* _Задание_:
Согласуются ли со статьей утверждения (а), (б) и (в)? На каждое ответьте «да» или «нет» и дословно приведите решающие слова статьи.
(а) Лирика стремится добавить к каждому известному слову или состоянию множество новых слов и состояний.
(б) Повествователь становится только лирическим героем.
(в) Кроме одной безысходности есть и другая.

* _Статья_:
----------

Можно разобрать это стихотворение и по-другому, исходя из того, что лирика к каждому известному слову или состоянию стремится сообщить множество новых слов и состояний, и тогда «ночь… тусклый свет… четверть века», а «повторится… начнешь сначала… рябь» – иначе говоря, иконически получается, что сама ночь готова длиться сколько угодно, пока не потухнет, а повторение начинает повторять само себя до ряби в глазах, и что кроме одной безысходности есть и другая. Равно как «всё» оказывается «хоть», «так» и «нет», годным или негодным, а «и» во второй строфе «опять» и «всё, как», со скучным равенством себе каждого нового действия, так что даже невозможно уже догадываться о его негодности, настолько оно потусторонне ужасающее. Конечно, все эти смыслы мы могли угадать без разбора, но только выяснив, кто говорит и какие речевые жанры здесь получаются, мы смогли восстановить настоящий сюжет, через который проходит повествователь, становясь и лирическим героем, и читателем собственной судьбы.

----------

* _Материал_:
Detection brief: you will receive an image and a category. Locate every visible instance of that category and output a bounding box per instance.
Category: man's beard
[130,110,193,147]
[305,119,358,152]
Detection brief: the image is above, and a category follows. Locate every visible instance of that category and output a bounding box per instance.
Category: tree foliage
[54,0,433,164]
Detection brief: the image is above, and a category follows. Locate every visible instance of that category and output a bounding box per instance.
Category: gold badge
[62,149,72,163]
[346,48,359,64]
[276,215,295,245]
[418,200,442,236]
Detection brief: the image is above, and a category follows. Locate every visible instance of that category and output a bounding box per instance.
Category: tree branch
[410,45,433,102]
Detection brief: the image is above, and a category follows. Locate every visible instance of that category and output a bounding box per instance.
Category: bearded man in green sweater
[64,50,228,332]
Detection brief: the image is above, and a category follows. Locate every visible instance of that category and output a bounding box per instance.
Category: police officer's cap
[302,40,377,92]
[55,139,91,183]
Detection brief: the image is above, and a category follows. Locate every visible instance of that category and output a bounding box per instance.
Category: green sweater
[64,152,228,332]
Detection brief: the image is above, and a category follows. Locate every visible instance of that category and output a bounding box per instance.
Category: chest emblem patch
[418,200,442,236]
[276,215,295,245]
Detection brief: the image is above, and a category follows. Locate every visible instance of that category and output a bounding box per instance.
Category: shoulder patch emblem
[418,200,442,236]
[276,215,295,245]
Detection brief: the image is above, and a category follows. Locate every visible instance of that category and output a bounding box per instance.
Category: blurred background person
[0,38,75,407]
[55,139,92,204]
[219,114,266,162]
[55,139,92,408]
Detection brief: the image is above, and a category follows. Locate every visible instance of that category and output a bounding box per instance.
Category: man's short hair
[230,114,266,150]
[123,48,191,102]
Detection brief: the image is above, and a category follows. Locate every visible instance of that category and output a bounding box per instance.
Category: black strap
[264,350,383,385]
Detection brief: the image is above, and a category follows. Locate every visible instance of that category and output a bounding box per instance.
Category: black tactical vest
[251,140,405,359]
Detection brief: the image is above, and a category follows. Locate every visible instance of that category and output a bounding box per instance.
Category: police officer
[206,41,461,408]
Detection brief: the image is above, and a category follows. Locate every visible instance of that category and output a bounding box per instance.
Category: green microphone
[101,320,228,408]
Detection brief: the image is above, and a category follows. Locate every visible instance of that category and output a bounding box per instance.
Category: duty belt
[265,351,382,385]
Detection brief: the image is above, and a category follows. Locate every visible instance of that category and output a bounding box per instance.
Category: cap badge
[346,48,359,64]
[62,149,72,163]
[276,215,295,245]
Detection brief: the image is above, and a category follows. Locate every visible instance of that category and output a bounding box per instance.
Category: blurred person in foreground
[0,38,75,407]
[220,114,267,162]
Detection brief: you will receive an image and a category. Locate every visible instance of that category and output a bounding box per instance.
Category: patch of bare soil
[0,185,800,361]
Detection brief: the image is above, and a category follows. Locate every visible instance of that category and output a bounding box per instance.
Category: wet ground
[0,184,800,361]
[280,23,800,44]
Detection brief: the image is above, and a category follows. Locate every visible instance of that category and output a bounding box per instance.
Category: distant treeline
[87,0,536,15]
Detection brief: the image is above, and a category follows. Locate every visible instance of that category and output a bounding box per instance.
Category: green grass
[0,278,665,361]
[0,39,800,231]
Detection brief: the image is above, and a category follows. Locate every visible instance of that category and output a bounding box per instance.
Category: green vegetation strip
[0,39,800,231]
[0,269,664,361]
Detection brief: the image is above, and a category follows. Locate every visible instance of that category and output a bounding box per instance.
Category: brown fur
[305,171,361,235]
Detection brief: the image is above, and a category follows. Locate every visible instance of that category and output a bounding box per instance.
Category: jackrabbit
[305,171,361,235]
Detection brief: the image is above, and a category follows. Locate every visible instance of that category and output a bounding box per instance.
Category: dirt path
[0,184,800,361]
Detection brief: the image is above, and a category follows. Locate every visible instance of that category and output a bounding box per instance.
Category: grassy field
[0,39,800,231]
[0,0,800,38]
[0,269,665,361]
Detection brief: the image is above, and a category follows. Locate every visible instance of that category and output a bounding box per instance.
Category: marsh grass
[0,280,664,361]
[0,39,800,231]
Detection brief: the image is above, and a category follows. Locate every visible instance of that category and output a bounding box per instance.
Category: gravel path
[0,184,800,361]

----------

* _Решение_:
(а) Да: «лирика к каждому известному слову или состоянию стремится сообщить множество новых слов и состояний».
(б) Нет: «становясь и лирическим героем, и читателем собственной судьбы».
(в) Да: «и что кроме одной безысходности есть и другая».